Actions requises
1/ D'après le récit de l'écharpe confisquée en prison, quel article du Règlement de la prison a motivé l'envoi devant la commission de jugement ?
2/ Dans le récit de l'écharpe confisquée en prison, comment traduire en anglais la phrase « Ils ont exhibé des photos de mon écharpe dans un sac à preuves, en disant que c’étaient les couleurs de la Palestine. » ?
3/ Pouvez-vous prolonger le récit de l'écharpe confisquée en prison au-delà de sa dernière phrase ?

Le même mois, après ma visite sociale, j’ai été abordée par la sécurité, qui m’a fait retirer et confisqué mon écharpe rayée en tricot, que j’avais réalisée dans un atelier de la prison. « C’est le drapeau palestinien ! » ont-ils dit. L’incident a eu lieu en présence de plusieurs détenues.

« Non, ce n’est pas un drapeau palestinien ! »

« Pourtant, j’interprète cela comme étant les couleurs de la Palestine. »

« Si je porte un haut rouge et des pantalons blancs, vous interprétez ça comme un drapeau anglais ? »

« Oui. »

Le lendemain, j’ai été envoyée à la commission de jugement pour avoir enfreint l’article 51 du Règlement de la prison : « Être en possession d’un objet non autorisé, à savoir une écharpe tricotée. » Je portais un haut avec le drapeau anglais. Je me suis défendue en présence de cinq agents, devant ce que la prison appelle un mini-tribunal. J’ai sorti les aiguilles à tricoter et la laine que j’avais achetées à la prison, leur ai montré une autre écharpe, cette fois en blanc et bleu, que j’avais appris à tricoter dans un atelier de la prison.

Ils ont exhibé des photos de mon écharpe dans un sac à preuves, en disant que c’étaient les couleurs de la Palestine.

Données enregistrées
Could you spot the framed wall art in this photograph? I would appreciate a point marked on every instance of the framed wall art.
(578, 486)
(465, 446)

Résultats obtenus
1/ L'article 51.

2/ They displayed photos of my scarf in an evidence bag, saying that those were the colors of Palestine.

3/
« Mais, selon cette logique », ai-je dit, en brandissant mon écharpe bleu blanc, « ce que je tricote maintenant, c’est le drapeau grec ou le drapeau argentin ou peut-être le drapeau israélien ? »

« Ce n’est pas la bonne nuance de bleue, pour le drapeau israélien », m’a-t-on rétorqué.

Les punching-balls de l’interdiction

« Que signifient ces couleurs pour vous ? » m’ont-ils demandé. Je leur ai expliqué que c’étaient tout simplement des couleurs et que, hélas pour eux, le drapeau palestinien partage ses couleurs avec quelques autres pays. J’en avais repris quelques-uns dans ma déclaration. La poursuite a été dissoute et le responsable de la commission m’a dit toutefois que c’étaient bel et bien les couleurs de la Palestine et que j’allais être soumise à une surveillance étroite. Ils n’allaient pas me rendre mon écharpe.

Ils devaient avoir consulté leurs équipes juridiques, parce que, pour finir, je l’ai récupérée, et la raison de cette confiscation, désormais, était différente de celle mentionnée dans leur rapport à la noix et par la sécurité. Quelques semaines plus tard, alors que j’attendais ma visite sociale, je suis passée devant un mural représentant des drapeaux (dont le drapeau israélien) qui avait été peint sur un mur de l’aile de la prison juste adjacente à la mienne.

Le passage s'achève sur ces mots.